● **Text block**
I've been fighting with characters sets on several occasions throughout the years. Just recently, I had a bug in TransformTool related to character encoding and how errors are handled in the .NET framework. While writing about the bug I needed a reference to a basic introduction to character encoding — only to discover that most are very technically focused and dive right into the characters' hex codes. Here, I'll try to fill that gap and explain only the basics. I'll include pointers to more detailed resources in case you decide to dig deeper into the dark world of character encodings.

How encodings work
The Unicode Consortium has a great explanation of how it really works:
Fundamentally, computers just deal with numbers. They store letters and other characters by assigning a number for each one.
The number assigned to a character is called a codepoint. An encoding defines how many codepoints there are, and which abstract letters they represent e.g. "Latin Capital Letter A". Furthermore, an encoding defines how the codepoint can be represented as one or more bytes. We'll use one of the most prominent encodings as our first example: ASCII.

Capital A in the ASCII encoding
Note that an encoding does not determine what a character should look like on your screen, that's taken care of by fonts. The figure shows how two different fonts give two different graphical representations of the A, though it's still the same character.

There, that was the big picture in a few paragraphs! That's how it works! Now we'll go more into detail on how characters are encoded, because that's usually where things go wrong. We'll leave the fonts, if you want to dig further into this see Understanding characters, keystrokes, codepoints and glyphs.

We've seen that ASCII assigns the number 65 to a capital A. But what about the other characters? Here's the uppercase characters in ASCII along with their (decimal) codepoints:

ABCDEFGHIJKLMNOPQRSTUVWXYZ
 65 66 67 68 69 70 71 72 73 74 75 76 77 78 79 80 81 82 83 84 85 86 87 88 89 90

And here's the lowercase characters and their codepoints:

abcdefghijklmnopqrstuvwxyz
979899100101102103104105106107108109110111112113114115116117118119120121122

There you go, that's the english alphabet in both lower- and uppercase. You can have a look at the complete table of printable ASCII characters at Wikipedia where you'll also find numbers, punctuation marks etc. Character encodings are often referred to as code pages or character sets as well.

● **Records for this exercise**
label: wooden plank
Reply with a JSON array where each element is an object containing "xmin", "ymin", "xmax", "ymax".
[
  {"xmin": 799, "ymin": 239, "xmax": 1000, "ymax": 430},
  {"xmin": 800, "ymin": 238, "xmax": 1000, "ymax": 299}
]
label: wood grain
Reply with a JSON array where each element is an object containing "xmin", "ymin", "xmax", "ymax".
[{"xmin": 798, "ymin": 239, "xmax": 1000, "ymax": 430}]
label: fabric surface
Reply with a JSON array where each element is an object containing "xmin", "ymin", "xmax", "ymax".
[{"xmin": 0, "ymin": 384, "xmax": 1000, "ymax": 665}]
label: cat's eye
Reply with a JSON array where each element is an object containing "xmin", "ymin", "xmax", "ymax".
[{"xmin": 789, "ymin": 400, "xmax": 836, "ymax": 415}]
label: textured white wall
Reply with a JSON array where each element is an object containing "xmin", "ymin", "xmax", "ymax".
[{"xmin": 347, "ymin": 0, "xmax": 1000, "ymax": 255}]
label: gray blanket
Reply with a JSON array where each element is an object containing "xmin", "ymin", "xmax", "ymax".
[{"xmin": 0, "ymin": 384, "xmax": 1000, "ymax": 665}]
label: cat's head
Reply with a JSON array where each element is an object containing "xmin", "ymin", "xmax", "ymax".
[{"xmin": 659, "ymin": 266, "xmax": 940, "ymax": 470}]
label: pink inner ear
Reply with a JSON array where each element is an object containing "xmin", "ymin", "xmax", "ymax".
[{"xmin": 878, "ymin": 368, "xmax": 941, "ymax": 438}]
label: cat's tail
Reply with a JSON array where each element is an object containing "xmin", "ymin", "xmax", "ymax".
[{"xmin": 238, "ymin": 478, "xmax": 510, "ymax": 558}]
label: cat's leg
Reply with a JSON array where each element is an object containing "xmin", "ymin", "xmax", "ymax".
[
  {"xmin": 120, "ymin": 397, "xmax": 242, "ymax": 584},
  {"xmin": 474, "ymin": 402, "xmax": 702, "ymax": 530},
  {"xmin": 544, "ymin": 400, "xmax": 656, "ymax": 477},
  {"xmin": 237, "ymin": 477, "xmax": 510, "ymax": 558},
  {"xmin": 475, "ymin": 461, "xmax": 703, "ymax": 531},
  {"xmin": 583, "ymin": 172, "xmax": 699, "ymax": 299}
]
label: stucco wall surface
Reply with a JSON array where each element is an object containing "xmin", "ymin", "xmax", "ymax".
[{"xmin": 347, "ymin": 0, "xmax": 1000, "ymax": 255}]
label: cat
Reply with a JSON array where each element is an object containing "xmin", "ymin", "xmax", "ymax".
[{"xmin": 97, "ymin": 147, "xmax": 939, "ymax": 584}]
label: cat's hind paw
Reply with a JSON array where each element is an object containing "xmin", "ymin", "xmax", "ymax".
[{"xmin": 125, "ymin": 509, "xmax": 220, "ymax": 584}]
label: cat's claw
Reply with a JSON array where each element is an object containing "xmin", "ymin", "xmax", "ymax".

● **Given instruction A**
Rewrite the character encoding text between "How encodings work" and "for each one.", inclusive, with "computers" changed to "machines".
● **Given instruction B**
Find each line of the records that contains the string "wall", matching case exactly, and copy those lines out.

● **Correct response A**
How encodings work
The Unicode Consortium has a great explanation of how it really works:
Fundamentally, machines just deal with numbers. They store letters and other characters by assigning a number for each one.

● **Correct response B**
label: textured white wall
label: stucco wall surface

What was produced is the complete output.